The input
** Start **

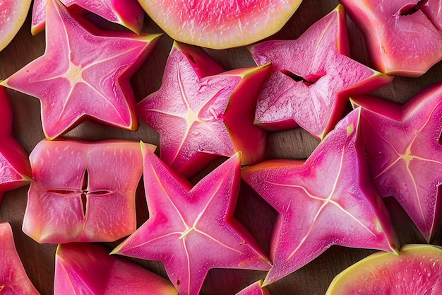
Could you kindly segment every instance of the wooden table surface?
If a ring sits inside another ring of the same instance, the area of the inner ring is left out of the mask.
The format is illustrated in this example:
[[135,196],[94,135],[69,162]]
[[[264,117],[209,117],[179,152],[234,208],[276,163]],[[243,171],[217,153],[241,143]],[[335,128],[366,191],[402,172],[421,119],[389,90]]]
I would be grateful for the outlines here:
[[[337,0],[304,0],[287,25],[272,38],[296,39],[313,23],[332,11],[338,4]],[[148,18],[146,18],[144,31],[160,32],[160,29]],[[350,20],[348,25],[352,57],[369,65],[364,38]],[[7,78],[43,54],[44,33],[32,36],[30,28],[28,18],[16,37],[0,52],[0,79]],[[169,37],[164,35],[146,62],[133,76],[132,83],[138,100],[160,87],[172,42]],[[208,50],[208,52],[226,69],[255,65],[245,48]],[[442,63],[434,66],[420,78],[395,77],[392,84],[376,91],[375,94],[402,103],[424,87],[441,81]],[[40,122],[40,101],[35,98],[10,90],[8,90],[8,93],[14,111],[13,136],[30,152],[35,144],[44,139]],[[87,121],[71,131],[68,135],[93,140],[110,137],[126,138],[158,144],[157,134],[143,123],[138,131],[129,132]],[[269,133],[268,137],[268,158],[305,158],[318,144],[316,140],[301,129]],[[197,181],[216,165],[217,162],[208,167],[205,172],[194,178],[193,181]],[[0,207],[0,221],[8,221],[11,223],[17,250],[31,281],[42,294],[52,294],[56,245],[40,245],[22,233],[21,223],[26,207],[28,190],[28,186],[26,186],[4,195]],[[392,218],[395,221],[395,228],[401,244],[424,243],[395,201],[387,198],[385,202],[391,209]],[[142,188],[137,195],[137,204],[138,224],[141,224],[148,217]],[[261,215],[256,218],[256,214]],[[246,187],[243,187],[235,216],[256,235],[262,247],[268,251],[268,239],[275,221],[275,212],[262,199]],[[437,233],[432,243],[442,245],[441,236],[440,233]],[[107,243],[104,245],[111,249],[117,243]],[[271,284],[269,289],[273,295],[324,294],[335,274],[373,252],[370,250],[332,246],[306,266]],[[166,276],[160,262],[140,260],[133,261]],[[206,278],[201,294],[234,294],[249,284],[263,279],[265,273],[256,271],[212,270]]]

** End **
** Start **

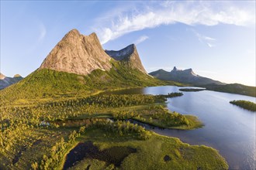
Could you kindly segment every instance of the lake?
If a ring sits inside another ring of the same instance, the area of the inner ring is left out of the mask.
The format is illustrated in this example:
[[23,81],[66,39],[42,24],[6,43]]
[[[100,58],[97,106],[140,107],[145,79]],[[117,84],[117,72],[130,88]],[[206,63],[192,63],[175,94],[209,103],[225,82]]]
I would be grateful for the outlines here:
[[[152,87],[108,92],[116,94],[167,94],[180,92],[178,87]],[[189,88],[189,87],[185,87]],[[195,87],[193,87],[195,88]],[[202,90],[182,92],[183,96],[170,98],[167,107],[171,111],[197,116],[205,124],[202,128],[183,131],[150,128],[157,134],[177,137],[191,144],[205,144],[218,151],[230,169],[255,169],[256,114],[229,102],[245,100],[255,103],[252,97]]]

** End **

Rewrite the lines of the listing from the line containing "Could you kindly segment every instance of the wooden" through the line containing "[[135,196],[94,135],[69,162]]", inclusive, as a numbered list, omitting any blank lines.

Completed task
1. Could you kindly segment every instance of the wooden table surface?
2. If a ring sits inside another ring of the same instance, the area of the inner ring is left out of the mask.
3. The format is illustrated in this example:
4. [[135,196],[94,135],[69,162]]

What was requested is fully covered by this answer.